◆ **TASK**: Your answer must match the material exactly, line for line.

___ DATA IN THIS EXERCISE

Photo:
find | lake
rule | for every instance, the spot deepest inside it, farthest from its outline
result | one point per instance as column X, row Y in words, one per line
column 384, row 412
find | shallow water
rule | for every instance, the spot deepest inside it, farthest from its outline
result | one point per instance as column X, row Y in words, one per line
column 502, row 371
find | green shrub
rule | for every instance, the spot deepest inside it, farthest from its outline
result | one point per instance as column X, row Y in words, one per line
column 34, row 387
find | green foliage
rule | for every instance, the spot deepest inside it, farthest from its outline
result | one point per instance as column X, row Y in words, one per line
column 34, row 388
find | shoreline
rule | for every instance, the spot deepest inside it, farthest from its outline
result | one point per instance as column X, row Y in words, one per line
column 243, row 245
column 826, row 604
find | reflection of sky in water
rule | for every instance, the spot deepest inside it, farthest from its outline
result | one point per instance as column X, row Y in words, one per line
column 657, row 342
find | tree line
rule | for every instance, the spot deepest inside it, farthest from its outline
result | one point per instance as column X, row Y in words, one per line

______

◆ **RESPONSE**:
Photo:
find | lake
rule | for every instance, the spot deepest inside it, farthest from its outline
result | one point per instance as column X, row Y in words, one per line
column 384, row 412
find | shallow water
rule | for every instance, the spot deepest inside it, farthest from its outline
result | one point per instance as column X, row Y in words, one per line
column 502, row 371
find | green shrub
rule | for every instance, the spot deepest inside it, farthest from its outline
result | one point per instance as column X, row Y in words, one per line
column 34, row 387
find | green foliage
rule | for every instance, the spot deepest inside it, farthest from its outline
result | one point per instance as column X, row Y in words, one per line
column 34, row 388
find | shoreline
rule | for every instance, the spot deepest inside it, farthest from its outline
result | one point per instance as column X, row Y in words, one per line
column 243, row 245
column 826, row 604
find | reflection of sky in water
rule | for every instance, the spot deepest inside it, farthest from its outline
result | one point per instance as column X, row Y in words, one per line
column 657, row 342
find | tree line
rule | for every instance, the spot deepest inside it, farthest from its outline
result | one point per instance as column X, row Y in words, one per line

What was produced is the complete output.